**Zu erledigen**
Gib alle folgenden Daten als CSV mit den zwei Spalten „anweisung“ und „ergebnis“ wieder: eine Zeile je Anweisung mit ihrem Text und der passenden Lösung, jedes Feld in Anführungszeichen und Zeilenumbrüche durch Leerzeichen ersetzt. Lass die Bilder in deiner Antwort weg.

**Übungsmaterial**
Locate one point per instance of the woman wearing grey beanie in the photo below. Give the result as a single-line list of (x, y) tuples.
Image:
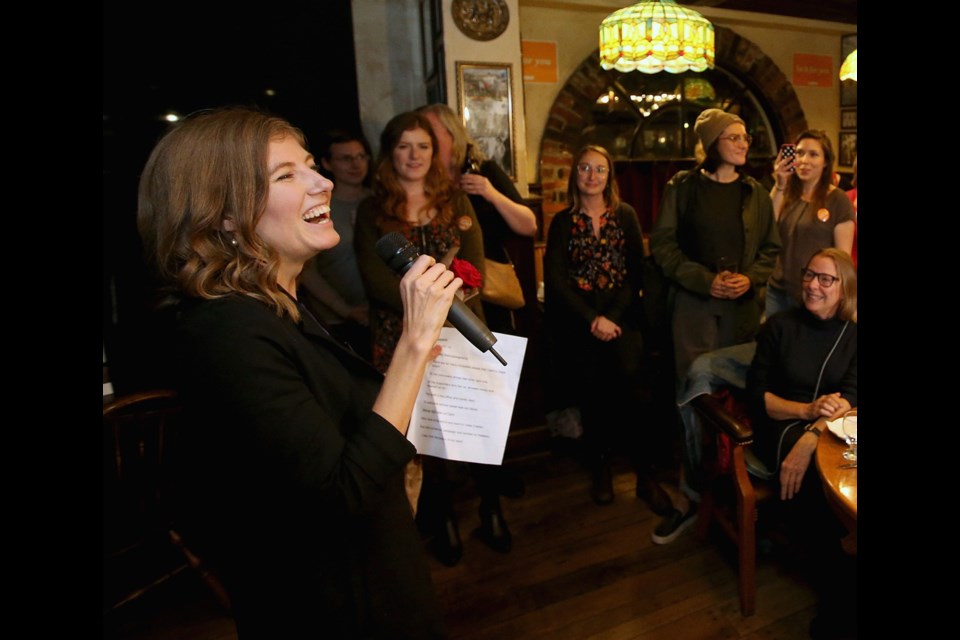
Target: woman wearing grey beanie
[(716, 241)]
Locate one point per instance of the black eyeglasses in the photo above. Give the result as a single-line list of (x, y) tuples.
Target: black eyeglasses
[(826, 280), (583, 167), (738, 138)]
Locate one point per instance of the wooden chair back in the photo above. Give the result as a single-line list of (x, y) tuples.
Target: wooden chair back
[(141, 548), (732, 495)]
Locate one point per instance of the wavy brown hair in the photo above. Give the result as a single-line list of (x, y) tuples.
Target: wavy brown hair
[(794, 189), (437, 187), (848, 280), (448, 118), (611, 192), (209, 168)]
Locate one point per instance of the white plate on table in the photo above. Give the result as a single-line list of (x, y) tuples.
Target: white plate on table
[(836, 428)]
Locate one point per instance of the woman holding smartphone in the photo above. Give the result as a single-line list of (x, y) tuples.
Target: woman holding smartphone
[(811, 213)]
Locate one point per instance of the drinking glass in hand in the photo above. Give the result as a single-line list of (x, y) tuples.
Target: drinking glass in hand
[(850, 431), (727, 267)]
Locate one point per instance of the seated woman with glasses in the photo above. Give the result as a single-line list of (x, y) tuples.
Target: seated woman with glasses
[(811, 214), (592, 271), (716, 242), (804, 373)]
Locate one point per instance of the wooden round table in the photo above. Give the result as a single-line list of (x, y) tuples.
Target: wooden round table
[(840, 485)]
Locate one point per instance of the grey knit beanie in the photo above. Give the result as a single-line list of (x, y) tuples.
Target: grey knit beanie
[(711, 123)]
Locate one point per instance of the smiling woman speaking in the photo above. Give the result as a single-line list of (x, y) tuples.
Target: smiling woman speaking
[(293, 448)]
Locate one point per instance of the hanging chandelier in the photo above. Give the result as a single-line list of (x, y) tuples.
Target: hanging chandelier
[(848, 70), (654, 36)]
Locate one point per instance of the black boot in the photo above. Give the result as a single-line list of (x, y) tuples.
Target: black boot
[(650, 490), (602, 489), (493, 529)]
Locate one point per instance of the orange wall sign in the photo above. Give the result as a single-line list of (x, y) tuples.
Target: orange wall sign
[(812, 71), (539, 60)]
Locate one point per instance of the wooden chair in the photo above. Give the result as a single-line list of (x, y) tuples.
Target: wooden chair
[(141, 549), (732, 492)]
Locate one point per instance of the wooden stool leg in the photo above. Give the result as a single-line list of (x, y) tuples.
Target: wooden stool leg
[(747, 551)]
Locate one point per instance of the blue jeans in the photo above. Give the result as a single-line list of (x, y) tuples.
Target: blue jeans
[(710, 372)]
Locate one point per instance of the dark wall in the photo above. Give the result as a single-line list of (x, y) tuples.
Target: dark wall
[(205, 54)]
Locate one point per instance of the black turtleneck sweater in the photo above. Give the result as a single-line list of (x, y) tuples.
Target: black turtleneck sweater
[(791, 349)]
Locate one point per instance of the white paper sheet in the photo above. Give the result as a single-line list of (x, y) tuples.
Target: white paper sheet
[(466, 400)]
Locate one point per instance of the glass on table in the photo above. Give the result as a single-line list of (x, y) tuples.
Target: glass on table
[(849, 427)]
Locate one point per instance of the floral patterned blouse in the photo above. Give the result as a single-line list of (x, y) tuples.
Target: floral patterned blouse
[(597, 262), (435, 239)]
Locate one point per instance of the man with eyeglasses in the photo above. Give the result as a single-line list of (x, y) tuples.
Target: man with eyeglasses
[(331, 281)]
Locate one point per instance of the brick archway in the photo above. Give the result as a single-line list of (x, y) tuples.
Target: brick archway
[(570, 113)]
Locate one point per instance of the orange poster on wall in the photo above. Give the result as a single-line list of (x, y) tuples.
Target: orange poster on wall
[(539, 60), (811, 70)]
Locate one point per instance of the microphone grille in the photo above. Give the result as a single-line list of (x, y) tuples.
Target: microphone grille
[(396, 251)]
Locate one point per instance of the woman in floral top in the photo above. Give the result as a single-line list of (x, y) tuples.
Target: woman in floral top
[(592, 279), (414, 196)]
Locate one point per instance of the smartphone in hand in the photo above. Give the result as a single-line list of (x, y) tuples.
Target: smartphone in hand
[(787, 151)]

**Lösung**
anweisung,ergebnis
"Locate one point per instance of the woman wearing grey beanie in the photo below. Give the result as a single-line list of (x, y) tuples. Image: Target: woman wearing grey beanie","[(716, 241)]"
"Locate one point per instance of the black eyeglasses in the photo above. Give the result as a single-line list of (x, y) tuples. Target: black eyeglasses","[(826, 280), (583, 167), (738, 138)]"
"Locate one point per instance of the wooden chair back in the photo above. Give the result as a single-line list of (x, y) tuples. Target: wooden chair back","[(141, 548), (732, 495)]"
"Locate one point per instance of the wavy brown hair in the photo above. Give the result as a single-line list of (x, y) tuples. Target: wavy brown hair","[(794, 189), (437, 187), (848, 280), (448, 118), (611, 192), (209, 168)]"
"Locate one point per instance of the white plate on table in the photo above. Give the result as a single-line list of (x, y) tuples. Target: white plate on table","[(836, 428)]"
"Locate one point per instance of the woman holding smartphone in the photo above. Give the result as a single-line list of (x, y) tuples. Target: woman holding smartphone","[(811, 213)]"
"Locate one point per instance of the drinking glass in hand in the photo above. Give the result as a single-line list of (x, y) tuples. Target: drinking glass in hand","[(850, 431), (727, 267)]"
"Locate one point per instance of the seated woman with glasses in the photo above. Give the result as a single-line list of (x, y) tuples. Target: seated woman with glasses","[(811, 214), (592, 271), (716, 242), (804, 373)]"
"Locate one point per instance of the wooden round table in the photo above. Give the result as a single-line list of (x, y) tuples. Target: wooden round table","[(840, 485)]"
"Locate one point per instance of the grey knit beanie in the photo above. Give the result as a single-line list of (x, y) tuples. Target: grey knit beanie","[(711, 123)]"
"Locate one point per instance of the smiling woman speaking in the photo above. Give the result as a single-line list of (x, y) tuples. Target: smiling woman speaking","[(293, 448)]"
"Locate one point per instance of the hanging chandelier in the photo above. Give the result as a single-line list of (x, y) tuples. Target: hanging chandelier","[(848, 70), (654, 36)]"
"Locate one point per instance of the black boot in the photo above. Give the result as a single-line list of (x, y) tuples. Target: black boot","[(650, 490), (602, 489), (493, 529)]"
"Locate one point per instance of the orange wall sign in the photo above. Give the result as a single-line list of (x, y) tuples. Target: orange wall sign","[(812, 71), (539, 60)]"
"Locate one point per instance of the wooden chair in the photo above. Give the result as a single-line list of (x, y) tuples. Target: wooden chair","[(141, 549), (732, 492)]"
"Locate one point per instance of the wooden stool leg in the photo above. Give the result as a single-line list of (x, y) tuples. Target: wooden stool leg","[(747, 551)]"
"Locate one point per instance of the blue jeans in the photo above. Give the result as a single-line list of (x, y) tuples. Target: blue jeans","[(710, 372)]"
"Locate one point per instance of the dark wall in the photo above. Give the result as a single-line list of (x, y) tuples. Target: dark wall","[(205, 54)]"
"Locate one point per instance of the black turtleneck sweater in the photo above. Give the result as a single-line list of (x, y) tuples. Target: black turtleneck sweater","[(791, 349)]"
"Locate one point per instance of the white paper sheet in the photo above. Give the result as a single-line list of (x, y) tuples. Target: white paper sheet","[(466, 400)]"
"Locate one point per instance of the glass on table in the photo above. Give the result as a single-line list of (x, y) tuples. Target: glass on table","[(849, 427)]"
"Locate one point per instance of the floral patterned blouse in the photo above. Give the result as a single-line list of (x, y) tuples. Target: floral patterned blouse","[(597, 262), (435, 239)]"
"Locate one point per instance of the man with eyeglasses in the photo above. Give the result as a single-line list of (x, y) tuples. Target: man with eyeglasses","[(331, 281)]"
"Locate one point per instance of the brick archway in the photo above. Give the result as a single-line list of (x, y) tuples. Target: brick archway","[(570, 113)]"
"Locate one point per instance of the orange poster on wall in the photo above. Give the result as a single-line list of (x, y) tuples. Target: orange poster on wall","[(539, 60), (811, 70)]"
"Locate one point per instance of the microphone grille in the photo above. Give the result as a single-line list of (x, y) tuples. Target: microphone grille","[(396, 251)]"
"Locate one point per instance of the woman in floral top in the photo above. Give the result as a single-line list of (x, y) tuples. Target: woman in floral top","[(592, 279), (414, 196)]"
"Locate one point per instance of the smartphone in hand in the photo above. Give the result as a single-line list of (x, y) tuples. Target: smartphone in hand","[(787, 151)]"